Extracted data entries
____________

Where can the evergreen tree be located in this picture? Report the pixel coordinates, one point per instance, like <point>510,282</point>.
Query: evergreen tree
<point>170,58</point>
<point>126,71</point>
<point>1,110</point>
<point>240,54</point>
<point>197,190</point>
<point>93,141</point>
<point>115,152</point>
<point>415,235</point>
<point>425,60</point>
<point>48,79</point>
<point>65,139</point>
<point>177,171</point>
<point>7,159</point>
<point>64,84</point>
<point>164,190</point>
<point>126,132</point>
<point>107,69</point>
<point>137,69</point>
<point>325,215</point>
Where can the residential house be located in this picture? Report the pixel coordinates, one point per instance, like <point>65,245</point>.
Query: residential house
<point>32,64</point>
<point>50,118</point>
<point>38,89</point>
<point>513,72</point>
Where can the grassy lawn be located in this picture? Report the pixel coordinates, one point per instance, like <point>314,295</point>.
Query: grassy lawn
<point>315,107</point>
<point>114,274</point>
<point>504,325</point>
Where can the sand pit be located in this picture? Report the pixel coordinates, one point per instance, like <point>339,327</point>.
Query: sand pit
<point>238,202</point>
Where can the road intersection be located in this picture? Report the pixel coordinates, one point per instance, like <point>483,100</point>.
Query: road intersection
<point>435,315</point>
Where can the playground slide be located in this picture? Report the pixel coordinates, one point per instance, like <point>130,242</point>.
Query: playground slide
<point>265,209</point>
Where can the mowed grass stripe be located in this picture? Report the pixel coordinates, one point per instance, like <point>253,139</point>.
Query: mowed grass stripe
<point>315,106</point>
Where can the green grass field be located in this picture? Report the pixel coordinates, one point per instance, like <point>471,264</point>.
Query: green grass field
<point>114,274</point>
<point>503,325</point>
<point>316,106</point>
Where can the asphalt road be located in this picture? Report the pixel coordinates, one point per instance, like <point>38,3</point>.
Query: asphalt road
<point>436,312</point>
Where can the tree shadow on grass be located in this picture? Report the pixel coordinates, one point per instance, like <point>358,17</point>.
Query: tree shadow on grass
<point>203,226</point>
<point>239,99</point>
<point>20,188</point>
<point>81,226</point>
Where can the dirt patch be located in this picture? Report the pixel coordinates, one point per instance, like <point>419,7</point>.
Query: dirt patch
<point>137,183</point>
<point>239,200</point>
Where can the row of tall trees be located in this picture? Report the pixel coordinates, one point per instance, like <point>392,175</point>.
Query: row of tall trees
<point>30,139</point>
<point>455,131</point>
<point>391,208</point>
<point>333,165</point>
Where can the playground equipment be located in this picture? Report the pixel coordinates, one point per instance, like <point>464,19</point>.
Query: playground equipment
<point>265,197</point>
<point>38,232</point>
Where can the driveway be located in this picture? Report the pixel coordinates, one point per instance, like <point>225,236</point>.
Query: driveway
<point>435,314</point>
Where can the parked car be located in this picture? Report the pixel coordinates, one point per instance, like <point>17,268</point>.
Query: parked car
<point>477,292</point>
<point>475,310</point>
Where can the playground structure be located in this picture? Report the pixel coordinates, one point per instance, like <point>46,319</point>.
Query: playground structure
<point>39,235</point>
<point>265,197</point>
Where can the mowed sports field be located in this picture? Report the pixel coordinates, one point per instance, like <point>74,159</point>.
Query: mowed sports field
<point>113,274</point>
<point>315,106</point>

____________

- **Problem details**
Lay out the rows from the line containing "Where can the dirt" through the line containing "<point>475,310</point>", both included, as a Markdown table with the columns Row and Line, numbering each line and leaving out blank lines.

- **Solution below**
| Row | Line |
|---|---|
| 1 | Where can the dirt patch be located in this picture? Report the pixel coordinates, one point per instance, like <point>419,7</point>. |
| 2 | Query: dirt patch |
| 3 | <point>137,183</point> |
| 4 | <point>239,200</point> |
| 5 | Where can the row of tall trees be located in this picture? Report the pixel coordinates, one point per instance, like <point>392,175</point>. |
| 6 | Query: row of tall trees |
| 7 | <point>30,139</point> |
| 8 | <point>455,131</point> |
| 9 | <point>391,208</point> |
| 10 | <point>333,165</point> |
| 11 | Where can the playground equipment be located in this picture? Report the pixel coordinates, one point per instance, like <point>464,19</point>. |
| 12 | Query: playground equipment |
| 13 | <point>265,197</point> |
| 14 | <point>38,232</point> |
| 15 | Where can the driveway be located in this picture? Report the pixel coordinates, one point per instance, like <point>225,236</point>. |
| 16 | Query: driveway |
| 17 | <point>435,314</point> |
| 18 | Where can the parked car be located in this picture? Report the pixel coordinates, one point per instance, like <point>17,268</point>. |
| 19 | Query: parked car |
| 20 | <point>477,292</point> |
| 21 | <point>475,310</point> |